[To do]: Lines from the one containing "A point falls on each instance of the window frame" through the end of the data are to be returned exactly, and no others.

[Recorded data]:
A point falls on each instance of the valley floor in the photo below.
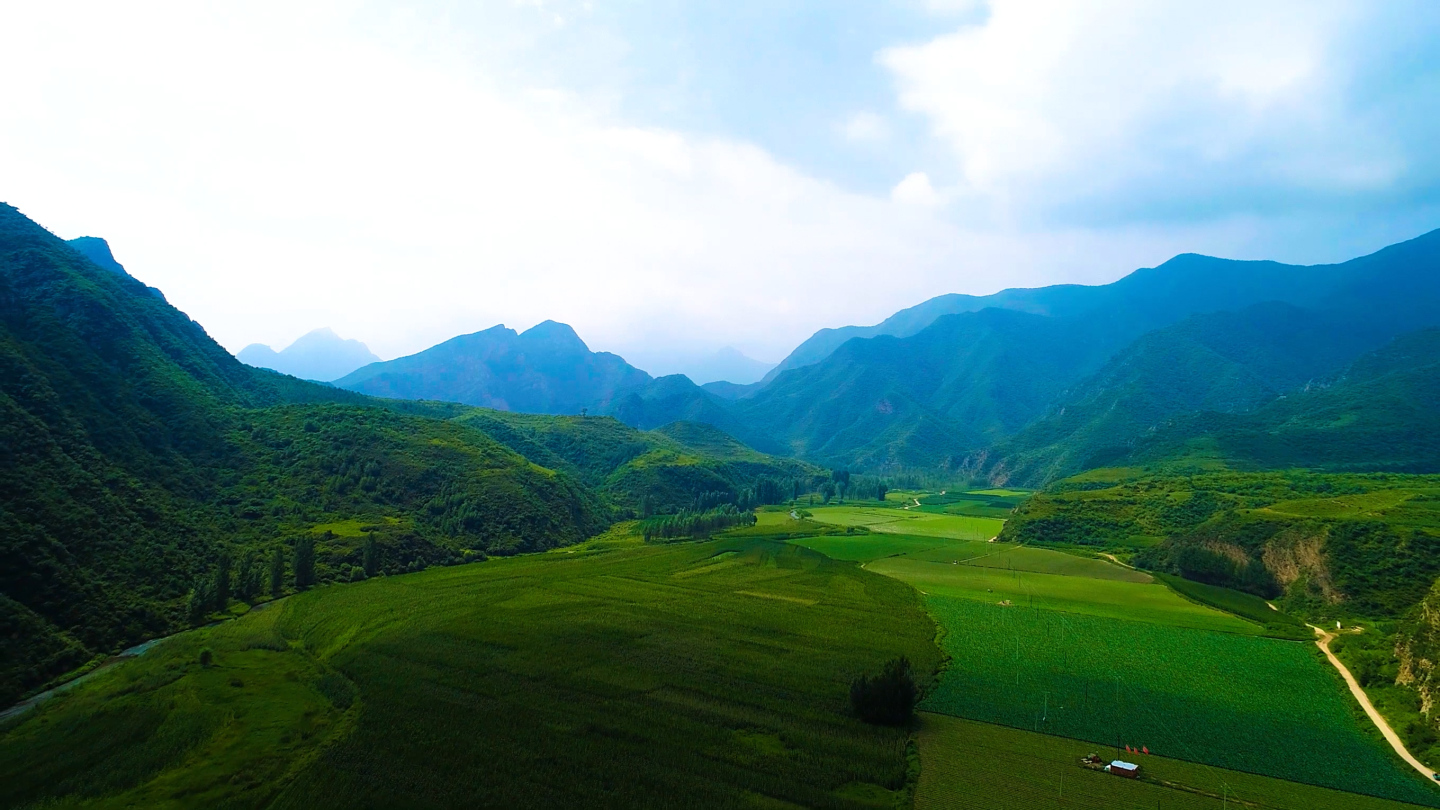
(714, 675)
(1099, 656)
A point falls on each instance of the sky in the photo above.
(676, 177)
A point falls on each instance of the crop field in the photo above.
(700, 675)
(972, 766)
(909, 522)
(1046, 561)
(864, 548)
(1242, 702)
(1249, 606)
(979, 503)
(1109, 598)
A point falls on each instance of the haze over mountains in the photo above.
(320, 355)
(1023, 386)
(136, 451)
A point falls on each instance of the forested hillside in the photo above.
(146, 473)
(1051, 381)
(1221, 363)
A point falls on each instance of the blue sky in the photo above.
(673, 177)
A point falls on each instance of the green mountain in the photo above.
(928, 399)
(1383, 412)
(660, 470)
(546, 369)
(320, 355)
(1182, 286)
(138, 459)
(1221, 362)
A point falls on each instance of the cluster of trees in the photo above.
(245, 581)
(696, 523)
(887, 698)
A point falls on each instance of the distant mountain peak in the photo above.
(556, 335)
(98, 252)
(318, 355)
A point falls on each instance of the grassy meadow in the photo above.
(913, 522)
(687, 675)
(1242, 702)
(1085, 595)
(1087, 655)
(974, 766)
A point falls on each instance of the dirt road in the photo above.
(1324, 643)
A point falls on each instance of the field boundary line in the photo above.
(1324, 643)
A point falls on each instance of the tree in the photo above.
(278, 572)
(887, 698)
(248, 577)
(372, 555)
(202, 598)
(222, 581)
(304, 562)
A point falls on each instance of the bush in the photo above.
(887, 698)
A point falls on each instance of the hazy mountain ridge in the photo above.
(961, 386)
(318, 355)
(136, 453)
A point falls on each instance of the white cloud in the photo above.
(866, 127)
(915, 189)
(277, 167)
(1151, 110)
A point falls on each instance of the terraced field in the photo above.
(696, 675)
(1233, 701)
(1070, 653)
(1083, 595)
(909, 522)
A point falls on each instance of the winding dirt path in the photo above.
(1324, 643)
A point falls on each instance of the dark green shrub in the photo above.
(887, 698)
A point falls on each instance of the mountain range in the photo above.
(138, 457)
(320, 355)
(1020, 386)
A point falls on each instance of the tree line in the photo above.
(696, 523)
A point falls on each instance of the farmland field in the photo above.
(1152, 603)
(909, 522)
(687, 675)
(1046, 561)
(1234, 701)
(972, 766)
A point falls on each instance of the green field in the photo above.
(972, 766)
(1249, 606)
(1226, 699)
(1044, 561)
(1109, 598)
(689, 675)
(909, 522)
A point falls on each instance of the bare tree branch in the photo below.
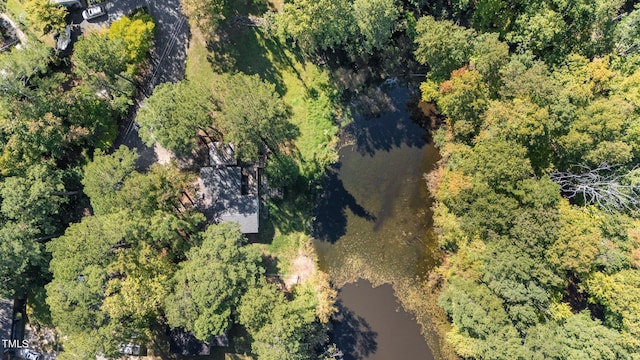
(603, 186)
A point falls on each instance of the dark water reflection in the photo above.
(376, 329)
(374, 222)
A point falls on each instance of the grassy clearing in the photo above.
(307, 89)
(16, 10)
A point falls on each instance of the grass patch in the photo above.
(314, 103)
(16, 10)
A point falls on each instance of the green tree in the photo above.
(105, 176)
(627, 32)
(618, 293)
(489, 55)
(313, 24)
(34, 200)
(376, 20)
(280, 329)
(137, 34)
(80, 261)
(21, 259)
(45, 16)
(210, 283)
(254, 116)
(20, 65)
(443, 46)
(204, 15)
(463, 99)
(173, 115)
(579, 337)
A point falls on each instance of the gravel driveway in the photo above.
(168, 58)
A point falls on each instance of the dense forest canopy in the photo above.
(537, 191)
(537, 195)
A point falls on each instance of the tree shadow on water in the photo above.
(391, 129)
(353, 335)
(330, 221)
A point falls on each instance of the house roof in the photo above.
(222, 154)
(221, 191)
(183, 342)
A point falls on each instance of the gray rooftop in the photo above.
(221, 192)
(6, 314)
(222, 154)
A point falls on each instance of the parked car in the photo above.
(64, 39)
(94, 12)
(31, 355)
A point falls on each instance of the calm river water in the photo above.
(373, 226)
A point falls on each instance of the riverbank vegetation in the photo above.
(536, 197)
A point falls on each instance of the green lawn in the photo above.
(15, 9)
(307, 89)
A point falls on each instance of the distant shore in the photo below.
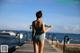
(70, 48)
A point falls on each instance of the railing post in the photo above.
(66, 38)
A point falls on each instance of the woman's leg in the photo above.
(35, 47)
(41, 46)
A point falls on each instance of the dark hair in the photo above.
(39, 14)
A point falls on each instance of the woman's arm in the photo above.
(33, 29)
(46, 29)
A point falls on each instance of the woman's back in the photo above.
(38, 27)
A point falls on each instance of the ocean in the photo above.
(75, 38)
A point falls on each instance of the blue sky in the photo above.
(64, 15)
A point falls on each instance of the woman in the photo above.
(38, 36)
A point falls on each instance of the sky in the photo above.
(63, 15)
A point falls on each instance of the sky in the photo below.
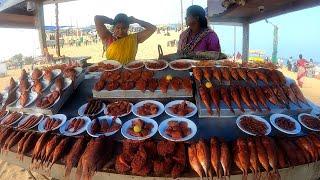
(298, 31)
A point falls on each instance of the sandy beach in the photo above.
(147, 50)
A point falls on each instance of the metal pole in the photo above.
(181, 8)
(275, 45)
(234, 42)
(40, 27)
(57, 31)
(245, 42)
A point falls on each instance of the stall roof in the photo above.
(233, 14)
(255, 10)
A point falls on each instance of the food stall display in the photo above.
(153, 81)
(164, 136)
(39, 95)
(224, 91)
(214, 157)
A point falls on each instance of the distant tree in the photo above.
(28, 60)
(17, 59)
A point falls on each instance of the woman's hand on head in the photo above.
(132, 20)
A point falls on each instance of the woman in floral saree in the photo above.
(198, 37)
(120, 45)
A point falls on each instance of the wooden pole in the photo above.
(181, 8)
(245, 42)
(40, 26)
(57, 31)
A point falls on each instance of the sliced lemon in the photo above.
(168, 77)
(208, 85)
(137, 129)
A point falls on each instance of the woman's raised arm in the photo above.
(145, 34)
(102, 30)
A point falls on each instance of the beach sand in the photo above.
(147, 50)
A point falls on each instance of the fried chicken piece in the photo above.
(24, 98)
(177, 170)
(164, 84)
(127, 85)
(180, 156)
(139, 160)
(151, 148)
(36, 74)
(144, 171)
(24, 85)
(48, 75)
(146, 75)
(24, 74)
(99, 85)
(176, 83)
(122, 164)
(187, 84)
(112, 85)
(59, 83)
(12, 85)
(162, 166)
(141, 85)
(165, 148)
(70, 73)
(197, 73)
(135, 75)
(38, 86)
(125, 75)
(152, 84)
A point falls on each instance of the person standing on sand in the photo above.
(198, 37)
(302, 71)
(120, 45)
(289, 64)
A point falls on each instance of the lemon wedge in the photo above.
(137, 129)
(168, 77)
(208, 85)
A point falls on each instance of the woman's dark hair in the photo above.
(198, 11)
(121, 18)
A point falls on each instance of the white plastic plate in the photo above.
(274, 117)
(127, 125)
(103, 118)
(66, 84)
(83, 108)
(190, 104)
(56, 116)
(133, 63)
(122, 115)
(41, 116)
(17, 120)
(117, 64)
(164, 125)
(139, 104)
(32, 97)
(182, 61)
(300, 120)
(256, 118)
(63, 131)
(154, 61)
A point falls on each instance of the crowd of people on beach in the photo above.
(303, 68)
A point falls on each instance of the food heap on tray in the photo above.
(140, 128)
(260, 89)
(214, 157)
(54, 139)
(142, 79)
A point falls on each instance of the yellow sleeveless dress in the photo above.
(123, 50)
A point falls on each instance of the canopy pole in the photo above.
(57, 31)
(245, 42)
(39, 22)
(181, 9)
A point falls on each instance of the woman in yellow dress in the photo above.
(120, 45)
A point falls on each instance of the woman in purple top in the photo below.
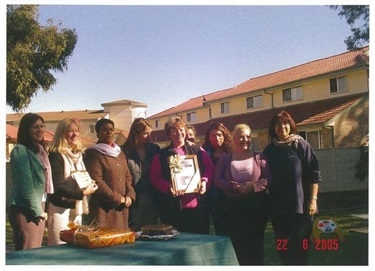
(186, 212)
(244, 176)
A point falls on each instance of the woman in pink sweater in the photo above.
(243, 175)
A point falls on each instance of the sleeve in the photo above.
(130, 192)
(220, 179)
(209, 169)
(156, 175)
(61, 186)
(265, 174)
(23, 180)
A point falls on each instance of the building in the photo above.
(328, 98)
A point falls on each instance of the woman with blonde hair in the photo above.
(66, 156)
(243, 175)
(140, 151)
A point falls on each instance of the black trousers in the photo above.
(248, 221)
(292, 232)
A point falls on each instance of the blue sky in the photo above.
(164, 55)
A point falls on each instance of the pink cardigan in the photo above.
(162, 184)
(261, 175)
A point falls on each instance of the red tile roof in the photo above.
(57, 116)
(308, 70)
(305, 113)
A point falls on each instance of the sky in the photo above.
(163, 55)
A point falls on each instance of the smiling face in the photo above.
(36, 131)
(282, 130)
(242, 140)
(216, 138)
(106, 133)
(144, 136)
(177, 136)
(72, 135)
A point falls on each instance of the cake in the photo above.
(157, 230)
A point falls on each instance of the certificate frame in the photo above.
(185, 173)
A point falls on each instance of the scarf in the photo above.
(291, 141)
(73, 162)
(42, 154)
(106, 149)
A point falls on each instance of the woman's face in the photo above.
(106, 133)
(72, 135)
(282, 130)
(144, 136)
(190, 135)
(216, 138)
(242, 140)
(36, 131)
(177, 136)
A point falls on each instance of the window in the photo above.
(313, 137)
(224, 108)
(190, 117)
(337, 84)
(255, 101)
(292, 94)
(92, 129)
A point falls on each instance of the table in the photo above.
(184, 249)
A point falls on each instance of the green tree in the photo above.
(34, 52)
(358, 19)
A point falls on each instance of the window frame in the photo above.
(224, 108)
(338, 87)
(254, 103)
(295, 95)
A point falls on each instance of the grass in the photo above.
(352, 251)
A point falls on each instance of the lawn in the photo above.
(352, 251)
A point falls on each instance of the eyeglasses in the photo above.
(38, 126)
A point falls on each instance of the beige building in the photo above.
(328, 98)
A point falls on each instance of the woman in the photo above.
(244, 176)
(217, 142)
(31, 176)
(294, 188)
(107, 165)
(66, 156)
(183, 211)
(139, 151)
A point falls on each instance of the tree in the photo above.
(33, 53)
(361, 32)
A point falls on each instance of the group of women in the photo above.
(132, 184)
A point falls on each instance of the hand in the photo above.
(128, 201)
(312, 207)
(203, 188)
(246, 188)
(175, 193)
(42, 217)
(90, 189)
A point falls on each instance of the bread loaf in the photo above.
(156, 230)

[Solution to this task]:
A point falls on each instance of the window frame in the photo above.
(224, 108)
(338, 87)
(254, 103)
(295, 95)
A point falls on each instance of the grass in the photo above.
(352, 251)
A point falls on each instance of the lawn in the photo above.
(352, 251)
A point falls on each instance of the eyeglasses in the photo above.
(38, 126)
A point falls on each instance of the beige building in the photo above.
(328, 98)
A point falls on each instance of the woman in the photo above.
(244, 176)
(217, 142)
(31, 176)
(294, 188)
(107, 165)
(66, 156)
(183, 211)
(139, 151)
A point falls on each instance of the tree in the photo above.
(33, 53)
(361, 32)
A point falls on each instance of the group of women in the photo above.
(132, 184)
A point falls on each instance of the hand in the photo above.
(128, 201)
(312, 207)
(203, 188)
(246, 188)
(175, 193)
(42, 217)
(90, 189)
A point falls on each instance of the bread loaf in the photo above.
(156, 230)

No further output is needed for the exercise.